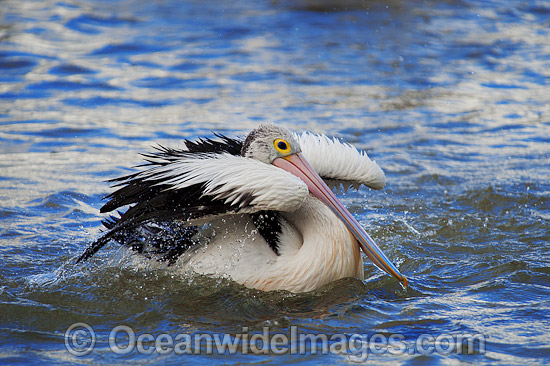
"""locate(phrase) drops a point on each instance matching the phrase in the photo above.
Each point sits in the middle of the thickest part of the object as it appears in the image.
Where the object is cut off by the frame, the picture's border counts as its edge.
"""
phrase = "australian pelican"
(255, 210)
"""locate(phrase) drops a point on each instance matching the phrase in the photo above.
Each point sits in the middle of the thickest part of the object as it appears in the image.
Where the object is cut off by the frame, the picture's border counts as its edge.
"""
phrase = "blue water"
(451, 98)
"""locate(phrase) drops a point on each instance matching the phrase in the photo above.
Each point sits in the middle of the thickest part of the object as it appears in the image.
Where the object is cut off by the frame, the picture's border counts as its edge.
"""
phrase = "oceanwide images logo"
(80, 340)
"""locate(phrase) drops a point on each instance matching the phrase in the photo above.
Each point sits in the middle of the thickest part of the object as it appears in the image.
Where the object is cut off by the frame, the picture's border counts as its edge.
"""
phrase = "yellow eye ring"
(282, 146)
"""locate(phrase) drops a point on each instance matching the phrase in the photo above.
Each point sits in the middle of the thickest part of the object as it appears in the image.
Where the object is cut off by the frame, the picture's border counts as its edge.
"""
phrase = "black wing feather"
(152, 202)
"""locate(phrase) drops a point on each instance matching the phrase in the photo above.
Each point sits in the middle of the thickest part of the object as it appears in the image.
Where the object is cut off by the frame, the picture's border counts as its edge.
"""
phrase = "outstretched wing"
(335, 160)
(197, 182)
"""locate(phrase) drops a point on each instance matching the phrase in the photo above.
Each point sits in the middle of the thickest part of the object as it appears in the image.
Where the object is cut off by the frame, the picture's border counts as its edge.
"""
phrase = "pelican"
(257, 211)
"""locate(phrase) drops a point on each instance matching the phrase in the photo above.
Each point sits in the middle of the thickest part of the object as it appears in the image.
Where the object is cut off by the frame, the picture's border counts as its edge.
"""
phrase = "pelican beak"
(298, 165)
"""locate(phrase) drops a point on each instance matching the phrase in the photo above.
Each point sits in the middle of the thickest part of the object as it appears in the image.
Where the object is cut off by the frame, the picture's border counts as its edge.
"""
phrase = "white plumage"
(272, 223)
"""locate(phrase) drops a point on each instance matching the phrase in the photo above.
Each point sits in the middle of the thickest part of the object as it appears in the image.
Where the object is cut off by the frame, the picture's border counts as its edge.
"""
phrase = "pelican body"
(257, 211)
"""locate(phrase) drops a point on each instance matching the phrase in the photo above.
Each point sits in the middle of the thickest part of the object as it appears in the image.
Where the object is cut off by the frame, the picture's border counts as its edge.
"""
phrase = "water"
(451, 98)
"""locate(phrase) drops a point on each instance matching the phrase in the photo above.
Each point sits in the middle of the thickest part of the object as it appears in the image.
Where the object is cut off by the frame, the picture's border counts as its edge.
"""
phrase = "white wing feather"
(334, 159)
(242, 182)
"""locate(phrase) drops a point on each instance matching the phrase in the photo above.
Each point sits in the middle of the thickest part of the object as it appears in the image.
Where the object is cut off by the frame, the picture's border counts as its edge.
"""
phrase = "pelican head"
(278, 146)
(307, 237)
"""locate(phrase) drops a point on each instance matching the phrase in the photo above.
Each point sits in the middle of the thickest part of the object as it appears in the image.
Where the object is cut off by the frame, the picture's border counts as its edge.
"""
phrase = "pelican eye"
(282, 146)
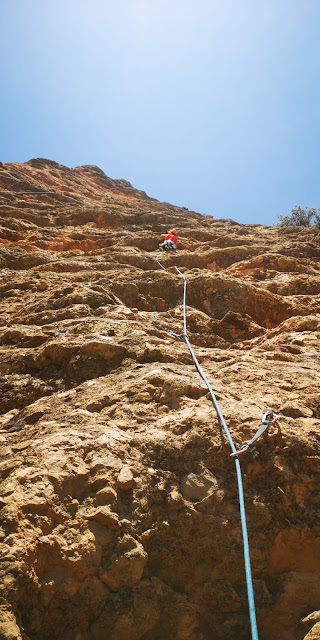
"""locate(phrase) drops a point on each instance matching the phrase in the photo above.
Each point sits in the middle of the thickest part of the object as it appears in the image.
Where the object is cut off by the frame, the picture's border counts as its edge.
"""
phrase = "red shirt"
(170, 236)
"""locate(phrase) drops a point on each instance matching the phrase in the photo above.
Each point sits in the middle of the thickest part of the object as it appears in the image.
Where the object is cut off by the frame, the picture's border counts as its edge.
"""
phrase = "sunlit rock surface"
(119, 507)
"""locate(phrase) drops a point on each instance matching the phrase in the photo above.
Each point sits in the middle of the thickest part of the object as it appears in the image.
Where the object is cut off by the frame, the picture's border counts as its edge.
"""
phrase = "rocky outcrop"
(119, 508)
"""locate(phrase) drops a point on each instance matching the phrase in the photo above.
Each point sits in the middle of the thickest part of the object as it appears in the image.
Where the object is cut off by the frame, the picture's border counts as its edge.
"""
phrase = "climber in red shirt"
(170, 242)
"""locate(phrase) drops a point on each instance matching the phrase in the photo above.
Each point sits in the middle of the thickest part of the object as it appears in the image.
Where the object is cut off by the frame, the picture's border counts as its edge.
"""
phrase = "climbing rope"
(246, 552)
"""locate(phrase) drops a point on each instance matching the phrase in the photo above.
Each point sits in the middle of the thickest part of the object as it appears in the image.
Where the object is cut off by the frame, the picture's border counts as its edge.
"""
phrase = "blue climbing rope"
(246, 552)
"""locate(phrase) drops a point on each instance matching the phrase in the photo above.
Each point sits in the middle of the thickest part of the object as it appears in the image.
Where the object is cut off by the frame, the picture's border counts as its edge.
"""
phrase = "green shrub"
(300, 217)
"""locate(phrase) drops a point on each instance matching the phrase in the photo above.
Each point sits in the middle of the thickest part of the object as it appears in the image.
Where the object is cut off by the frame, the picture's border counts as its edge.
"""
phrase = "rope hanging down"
(184, 335)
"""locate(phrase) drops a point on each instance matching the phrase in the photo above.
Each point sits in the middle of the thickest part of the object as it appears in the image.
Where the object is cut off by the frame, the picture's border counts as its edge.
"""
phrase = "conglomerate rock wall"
(119, 507)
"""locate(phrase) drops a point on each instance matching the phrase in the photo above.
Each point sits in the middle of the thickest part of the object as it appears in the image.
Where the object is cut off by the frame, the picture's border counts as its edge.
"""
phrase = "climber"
(170, 241)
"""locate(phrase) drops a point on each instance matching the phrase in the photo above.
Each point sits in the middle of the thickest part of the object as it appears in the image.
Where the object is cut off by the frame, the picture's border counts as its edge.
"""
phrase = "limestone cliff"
(119, 508)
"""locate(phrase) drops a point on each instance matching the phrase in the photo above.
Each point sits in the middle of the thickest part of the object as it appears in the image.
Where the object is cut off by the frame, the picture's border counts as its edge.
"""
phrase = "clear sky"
(209, 104)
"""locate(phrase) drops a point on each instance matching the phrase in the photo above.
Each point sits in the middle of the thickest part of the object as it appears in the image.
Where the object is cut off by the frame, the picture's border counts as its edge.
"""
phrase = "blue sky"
(209, 104)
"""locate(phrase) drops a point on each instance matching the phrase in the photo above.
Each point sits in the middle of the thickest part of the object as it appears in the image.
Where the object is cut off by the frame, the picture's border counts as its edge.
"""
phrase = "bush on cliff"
(300, 217)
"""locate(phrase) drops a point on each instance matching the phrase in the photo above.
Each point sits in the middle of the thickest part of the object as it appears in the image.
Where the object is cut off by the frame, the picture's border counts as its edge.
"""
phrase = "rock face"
(118, 498)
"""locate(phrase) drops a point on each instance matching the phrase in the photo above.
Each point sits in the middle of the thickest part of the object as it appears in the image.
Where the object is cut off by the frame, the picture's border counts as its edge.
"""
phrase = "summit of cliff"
(119, 513)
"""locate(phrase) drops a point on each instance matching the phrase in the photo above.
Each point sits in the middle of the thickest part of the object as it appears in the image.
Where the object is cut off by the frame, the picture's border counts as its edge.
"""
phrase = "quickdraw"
(269, 417)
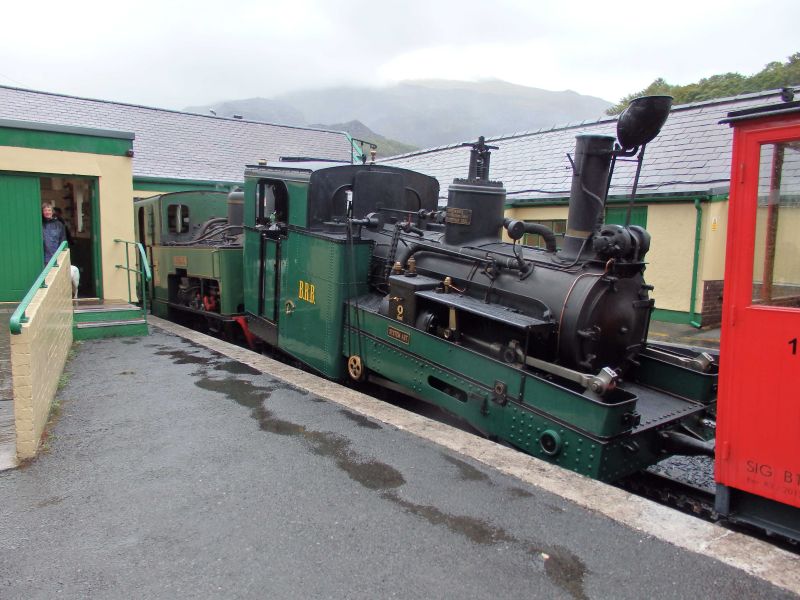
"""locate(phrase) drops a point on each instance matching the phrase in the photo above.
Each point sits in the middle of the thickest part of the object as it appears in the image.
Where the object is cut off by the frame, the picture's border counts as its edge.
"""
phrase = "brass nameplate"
(459, 216)
(400, 336)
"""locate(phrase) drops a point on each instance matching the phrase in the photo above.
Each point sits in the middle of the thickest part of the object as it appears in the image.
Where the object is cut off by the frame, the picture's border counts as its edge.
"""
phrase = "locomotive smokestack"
(591, 166)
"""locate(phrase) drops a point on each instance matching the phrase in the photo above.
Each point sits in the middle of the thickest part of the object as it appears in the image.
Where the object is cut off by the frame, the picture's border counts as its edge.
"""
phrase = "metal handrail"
(19, 317)
(142, 268)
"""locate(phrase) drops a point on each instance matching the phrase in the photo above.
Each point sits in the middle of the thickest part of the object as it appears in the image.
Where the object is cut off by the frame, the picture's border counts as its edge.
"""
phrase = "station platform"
(184, 466)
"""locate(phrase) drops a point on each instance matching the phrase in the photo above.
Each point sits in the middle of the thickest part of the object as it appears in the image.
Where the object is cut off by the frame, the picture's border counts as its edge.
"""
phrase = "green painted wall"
(21, 253)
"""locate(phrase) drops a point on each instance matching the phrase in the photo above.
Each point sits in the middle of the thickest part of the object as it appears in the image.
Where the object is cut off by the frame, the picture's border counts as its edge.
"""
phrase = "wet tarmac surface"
(175, 471)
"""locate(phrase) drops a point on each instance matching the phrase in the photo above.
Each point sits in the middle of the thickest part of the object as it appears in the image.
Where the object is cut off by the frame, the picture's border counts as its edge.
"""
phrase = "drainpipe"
(694, 319)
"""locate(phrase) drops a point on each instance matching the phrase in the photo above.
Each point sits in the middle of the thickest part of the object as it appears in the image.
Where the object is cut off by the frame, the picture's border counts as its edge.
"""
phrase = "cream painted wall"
(713, 238)
(115, 183)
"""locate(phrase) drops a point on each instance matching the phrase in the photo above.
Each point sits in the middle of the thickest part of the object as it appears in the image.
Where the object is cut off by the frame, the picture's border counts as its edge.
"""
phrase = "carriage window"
(776, 262)
(177, 218)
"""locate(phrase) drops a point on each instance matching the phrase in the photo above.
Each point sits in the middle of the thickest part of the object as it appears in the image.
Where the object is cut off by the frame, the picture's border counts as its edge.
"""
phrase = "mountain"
(386, 146)
(423, 113)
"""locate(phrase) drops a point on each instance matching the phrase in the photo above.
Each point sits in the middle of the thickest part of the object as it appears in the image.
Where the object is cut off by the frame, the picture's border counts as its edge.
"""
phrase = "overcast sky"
(175, 54)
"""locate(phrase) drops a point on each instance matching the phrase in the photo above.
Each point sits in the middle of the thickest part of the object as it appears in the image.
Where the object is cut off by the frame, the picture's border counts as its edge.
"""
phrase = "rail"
(142, 269)
(19, 317)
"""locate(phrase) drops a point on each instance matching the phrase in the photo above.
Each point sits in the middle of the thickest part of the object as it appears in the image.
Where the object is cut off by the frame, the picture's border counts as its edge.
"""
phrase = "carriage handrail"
(19, 317)
(142, 268)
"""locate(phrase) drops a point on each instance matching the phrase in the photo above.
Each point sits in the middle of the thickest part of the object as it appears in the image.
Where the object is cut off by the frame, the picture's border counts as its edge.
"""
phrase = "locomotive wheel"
(355, 368)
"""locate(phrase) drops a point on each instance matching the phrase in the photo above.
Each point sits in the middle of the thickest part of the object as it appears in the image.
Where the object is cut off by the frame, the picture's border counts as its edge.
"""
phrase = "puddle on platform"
(182, 357)
(466, 471)
(236, 368)
(52, 501)
(561, 566)
(371, 474)
(361, 420)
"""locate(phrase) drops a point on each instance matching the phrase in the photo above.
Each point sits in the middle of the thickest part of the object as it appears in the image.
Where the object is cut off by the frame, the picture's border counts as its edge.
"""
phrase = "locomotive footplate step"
(656, 407)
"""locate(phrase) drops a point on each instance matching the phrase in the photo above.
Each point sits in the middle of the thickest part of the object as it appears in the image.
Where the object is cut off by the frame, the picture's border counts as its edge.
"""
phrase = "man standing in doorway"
(53, 233)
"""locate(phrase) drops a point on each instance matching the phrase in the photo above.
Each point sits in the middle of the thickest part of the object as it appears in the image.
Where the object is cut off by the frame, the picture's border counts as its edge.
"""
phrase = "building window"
(557, 226)
(177, 218)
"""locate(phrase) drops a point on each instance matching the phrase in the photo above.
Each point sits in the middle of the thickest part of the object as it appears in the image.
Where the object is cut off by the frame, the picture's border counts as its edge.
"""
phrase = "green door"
(21, 252)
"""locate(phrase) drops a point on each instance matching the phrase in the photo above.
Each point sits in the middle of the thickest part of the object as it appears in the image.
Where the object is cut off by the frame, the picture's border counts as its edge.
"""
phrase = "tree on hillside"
(772, 76)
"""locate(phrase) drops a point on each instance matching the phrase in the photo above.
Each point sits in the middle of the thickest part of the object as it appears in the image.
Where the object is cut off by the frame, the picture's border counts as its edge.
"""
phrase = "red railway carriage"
(758, 434)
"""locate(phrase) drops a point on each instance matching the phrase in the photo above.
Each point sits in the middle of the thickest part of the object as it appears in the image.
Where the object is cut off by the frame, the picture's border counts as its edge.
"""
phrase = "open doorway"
(73, 203)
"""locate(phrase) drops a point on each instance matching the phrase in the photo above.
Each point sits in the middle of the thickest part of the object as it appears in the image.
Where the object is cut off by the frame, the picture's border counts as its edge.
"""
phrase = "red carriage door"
(758, 439)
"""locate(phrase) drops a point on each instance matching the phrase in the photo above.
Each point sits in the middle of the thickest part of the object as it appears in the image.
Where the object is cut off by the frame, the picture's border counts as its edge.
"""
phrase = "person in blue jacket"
(53, 231)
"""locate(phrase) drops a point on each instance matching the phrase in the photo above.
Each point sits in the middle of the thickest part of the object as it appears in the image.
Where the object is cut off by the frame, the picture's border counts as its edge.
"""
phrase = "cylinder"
(587, 196)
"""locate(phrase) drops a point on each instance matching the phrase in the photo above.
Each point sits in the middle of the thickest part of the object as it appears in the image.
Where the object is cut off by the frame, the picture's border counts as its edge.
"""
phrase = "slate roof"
(691, 154)
(176, 145)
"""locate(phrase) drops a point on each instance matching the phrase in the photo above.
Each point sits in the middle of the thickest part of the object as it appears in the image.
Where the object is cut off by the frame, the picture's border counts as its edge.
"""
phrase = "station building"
(682, 197)
(91, 158)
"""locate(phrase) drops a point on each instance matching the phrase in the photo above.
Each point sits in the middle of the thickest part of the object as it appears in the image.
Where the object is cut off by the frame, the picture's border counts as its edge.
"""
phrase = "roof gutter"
(694, 318)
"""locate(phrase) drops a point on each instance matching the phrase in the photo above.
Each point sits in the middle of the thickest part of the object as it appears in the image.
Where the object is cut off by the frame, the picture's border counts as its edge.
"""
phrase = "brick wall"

━━━━

▶ _Your instructions_: Find each line in the data that contains the word "rope" and copy those lines out in full.

▶ _Exercise output_:
phrase = "climbing rope"
phrase = "blue climbing rope"
phrase = "rope hanging down"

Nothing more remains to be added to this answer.